- [Page text]:
The code below is my extended implementation of sigmoid focal loss.

`torchvision`'s (v0.11.3) `sigmoid_focal_loss` implementation takes a simple average/sum across pixels. This is not ideal with severe foreground/background imbalance. There IS an `alpha` parameter that modifies foreground and background pixel losses. But this approach requires very high `alpha` values to combat imbalance. The loss would be driven by a few foreground pixels where the number of foreground pixels varies (think going from 20 objects to 5 objects). This results in noisy loss values.

Applying a class weight AFTER averaging pixel losses by class should provide more effective and stable loss values than applying a class weight BEFORE averaging.

Other loss functions may also benefit from similar treatment.

In [1]:
import torch
from torch import Tensor
from torchvision.ops import sigmoid_focal_loss


def balanced_focal_loss(inputs: Tensor,
                        targets: Tensor,
                        alpha: float = 0.5,
                        beta: float = 0.75,
                        gamma: float = 2) -> Tensor:
    """
    Compute per-sample binary focal loss as
    the weighted sum of the average foreground and average background loss.

- [Written tasks]:
a) According to the focal loss text, which torchvision version's sigmoid_focal_loss implementation is discussed?
b) Reproduce the focal loss text from "The code below" up to and including "from similar treatment.".
c) Rewrite the paragraph of the focal loss text that begins "`torchvision`'s (v0.11.3)" as a short bulleted list, keeping its main facts.

- [Records in a dataset]:
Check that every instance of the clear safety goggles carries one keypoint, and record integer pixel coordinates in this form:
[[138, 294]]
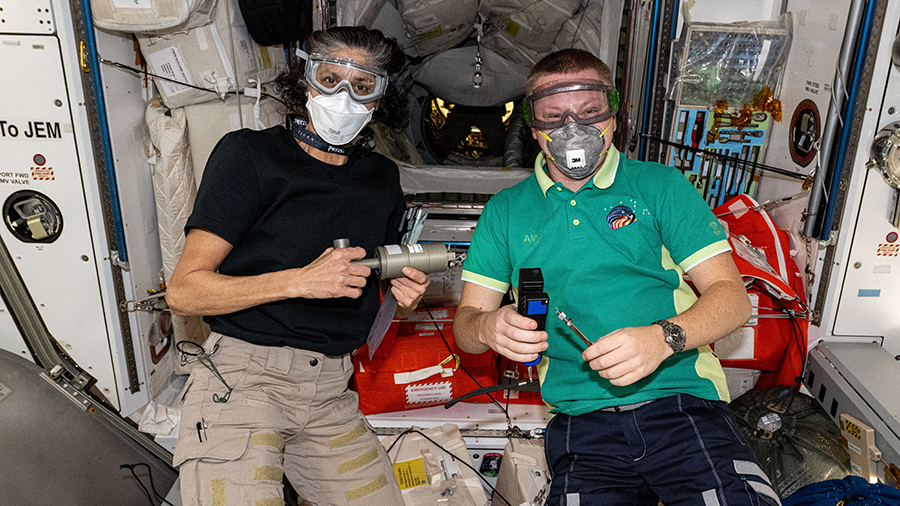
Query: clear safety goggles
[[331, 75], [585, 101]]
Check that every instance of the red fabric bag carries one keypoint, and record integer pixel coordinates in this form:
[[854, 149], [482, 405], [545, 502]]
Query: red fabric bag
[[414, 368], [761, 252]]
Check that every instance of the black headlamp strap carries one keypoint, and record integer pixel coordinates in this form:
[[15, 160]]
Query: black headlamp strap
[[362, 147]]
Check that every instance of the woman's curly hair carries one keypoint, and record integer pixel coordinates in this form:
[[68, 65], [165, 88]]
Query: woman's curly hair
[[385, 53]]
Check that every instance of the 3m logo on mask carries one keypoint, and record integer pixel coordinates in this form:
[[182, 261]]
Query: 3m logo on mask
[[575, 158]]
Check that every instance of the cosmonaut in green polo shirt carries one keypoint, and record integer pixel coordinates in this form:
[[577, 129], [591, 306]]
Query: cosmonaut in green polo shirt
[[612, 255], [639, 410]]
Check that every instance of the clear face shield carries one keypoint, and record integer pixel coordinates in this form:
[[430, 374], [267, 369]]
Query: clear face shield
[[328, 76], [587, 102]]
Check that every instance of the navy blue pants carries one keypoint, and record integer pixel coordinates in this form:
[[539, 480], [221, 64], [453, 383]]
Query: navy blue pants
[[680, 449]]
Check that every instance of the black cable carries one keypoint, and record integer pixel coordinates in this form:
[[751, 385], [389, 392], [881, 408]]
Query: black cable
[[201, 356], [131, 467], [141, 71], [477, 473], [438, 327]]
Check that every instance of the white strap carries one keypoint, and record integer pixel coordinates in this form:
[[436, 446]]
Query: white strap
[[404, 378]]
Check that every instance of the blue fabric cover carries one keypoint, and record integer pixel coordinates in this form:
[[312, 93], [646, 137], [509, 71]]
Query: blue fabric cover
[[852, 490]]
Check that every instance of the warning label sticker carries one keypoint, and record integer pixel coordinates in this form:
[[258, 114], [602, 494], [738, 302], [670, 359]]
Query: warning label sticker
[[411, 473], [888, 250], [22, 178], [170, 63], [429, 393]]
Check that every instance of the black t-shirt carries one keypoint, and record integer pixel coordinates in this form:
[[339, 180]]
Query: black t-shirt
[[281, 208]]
--
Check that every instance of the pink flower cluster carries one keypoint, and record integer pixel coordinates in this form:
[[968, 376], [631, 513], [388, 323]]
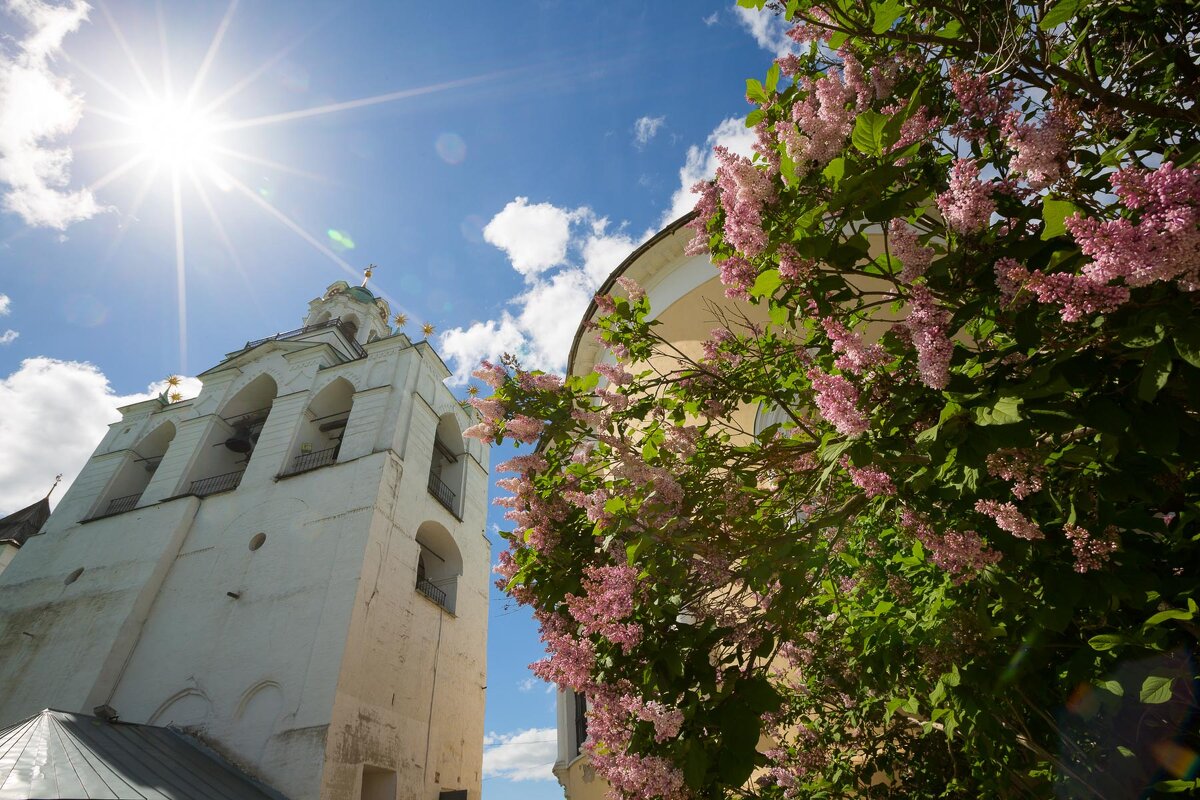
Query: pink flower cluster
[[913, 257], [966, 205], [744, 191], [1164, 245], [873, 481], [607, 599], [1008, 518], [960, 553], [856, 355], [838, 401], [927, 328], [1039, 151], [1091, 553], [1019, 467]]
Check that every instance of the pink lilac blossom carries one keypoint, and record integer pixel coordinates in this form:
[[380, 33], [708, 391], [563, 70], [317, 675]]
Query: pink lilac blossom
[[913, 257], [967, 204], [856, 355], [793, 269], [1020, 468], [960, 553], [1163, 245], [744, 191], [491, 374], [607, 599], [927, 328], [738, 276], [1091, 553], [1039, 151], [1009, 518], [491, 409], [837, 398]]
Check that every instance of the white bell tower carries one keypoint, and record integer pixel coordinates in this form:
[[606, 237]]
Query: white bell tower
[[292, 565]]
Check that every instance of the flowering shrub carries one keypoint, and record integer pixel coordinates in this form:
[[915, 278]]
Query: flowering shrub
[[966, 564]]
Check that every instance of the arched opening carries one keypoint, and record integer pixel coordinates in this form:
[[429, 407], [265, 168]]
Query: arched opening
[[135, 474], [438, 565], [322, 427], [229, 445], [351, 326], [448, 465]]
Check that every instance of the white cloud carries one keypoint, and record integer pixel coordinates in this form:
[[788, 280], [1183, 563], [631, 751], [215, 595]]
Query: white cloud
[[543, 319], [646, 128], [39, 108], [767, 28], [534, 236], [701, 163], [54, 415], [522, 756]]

- [Replies]:
a) Version v0.11.3.

b)
The code below is my extended implementation of sigmoid focal loss.

`torchvision`'s (v0.11.3) `sigmoid_focal_loss` implementation takes a simple average/sum across pixels. This is not ideal with severe foreground/background imbalance. There IS an `alpha` parameter that modifies foreground and background pixel losses. But this approach requires very high `alpha` values to combat imbalance. The loss would be driven by a few foreground pixels where the number of foreground pixels varies (think going from 20 objects to 5 objects). This results in noisy loss values.

Applying a class weight AFTER averaging pixel losses by class should provide more effective and stable loss values than applying a class weight BEFORE averaging.

Other loss functions may also benefit from similar treatment.

c)
- torchvision's (v0.11.3) sigmoid_focal_loss takes a simple average or sum across pixels, which is not ideal with severe foreground/background imbalance.
- An alpha parameter modifies foreground and background pixel losses, but countering imbalance this way requires very high alpha values.
- The loss is then driven by a few foreground pixels whose number varies (for example, from 20 objects to 5), producing noisy loss values.